<<<<
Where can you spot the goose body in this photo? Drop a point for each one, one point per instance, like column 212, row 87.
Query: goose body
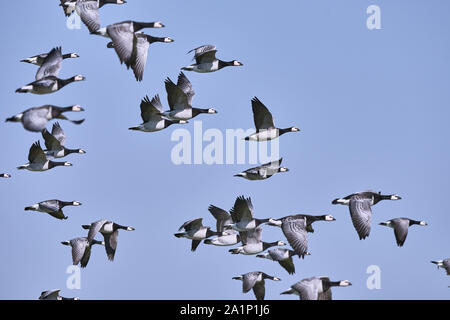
column 36, row 119
column 151, row 116
column 207, row 62
column 54, row 142
column 48, row 85
column 255, row 281
column 265, row 128
column 264, row 171
column 110, row 232
column 360, row 209
column 39, row 162
column 180, row 97
column 81, row 250
column 316, row 288
column 401, row 226
column 53, row 207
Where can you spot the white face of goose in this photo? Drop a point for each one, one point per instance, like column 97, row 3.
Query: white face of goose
column 345, row 283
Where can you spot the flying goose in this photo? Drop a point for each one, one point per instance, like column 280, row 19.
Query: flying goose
column 309, row 220
column 39, row 162
column 316, row 288
column 195, row 231
column 400, row 226
column 265, row 129
column 230, row 237
column 264, row 171
column 445, row 263
column 39, row 59
column 255, row 280
column 206, row 61
column 36, row 119
column 53, row 207
column 180, row 97
column 48, row 84
column 81, row 250
column 151, row 116
column 110, row 232
column 282, row 256
column 54, row 295
column 131, row 46
column 360, row 209
column 294, row 229
column 54, row 142
column 88, row 11
column 253, row 244
column 242, row 215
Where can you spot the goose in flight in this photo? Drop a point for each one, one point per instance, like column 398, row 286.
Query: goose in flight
column 242, row 215
column 400, row 226
column 445, row 263
column 195, row 231
column 265, row 128
column 206, row 61
column 110, row 232
column 282, row 256
column 48, row 84
column 264, row 171
column 180, row 97
column 88, row 10
column 39, row 162
column 253, row 244
column 223, row 218
column 39, row 59
column 132, row 46
column 316, row 288
column 54, row 142
column 360, row 209
column 152, row 118
column 81, row 250
column 53, row 207
column 54, row 295
column 309, row 220
column 255, row 280
column 36, row 119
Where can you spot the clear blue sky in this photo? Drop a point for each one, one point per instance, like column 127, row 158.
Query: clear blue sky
column 373, row 107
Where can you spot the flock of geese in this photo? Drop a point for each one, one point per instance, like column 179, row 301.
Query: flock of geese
column 239, row 227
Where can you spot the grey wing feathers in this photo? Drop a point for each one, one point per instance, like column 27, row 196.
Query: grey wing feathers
column 361, row 215
column 51, row 65
column 261, row 115
column 295, row 231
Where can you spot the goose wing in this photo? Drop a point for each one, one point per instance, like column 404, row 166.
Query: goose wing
column 111, row 244
column 58, row 133
column 261, row 115
column 361, row 214
column 140, row 55
column 88, row 12
column 95, row 228
column 242, row 209
column 51, row 143
column 400, row 230
column 294, row 229
column 123, row 41
column 205, row 54
column 192, row 224
column 150, row 109
column 222, row 217
column 176, row 97
column 36, row 154
column 51, row 65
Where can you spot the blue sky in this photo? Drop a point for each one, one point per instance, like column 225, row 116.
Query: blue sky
column 372, row 107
>>>>
### What you will do
Copy the rows word for word, starting at the line that contains "Where can you spot the blue" and ending with the last line of the rows.

### The result
Where can you spot the blue sky in this photo? Drop a point for each one, one point per instance, like column 225, row 116.
Query: blue sky
column 372, row 107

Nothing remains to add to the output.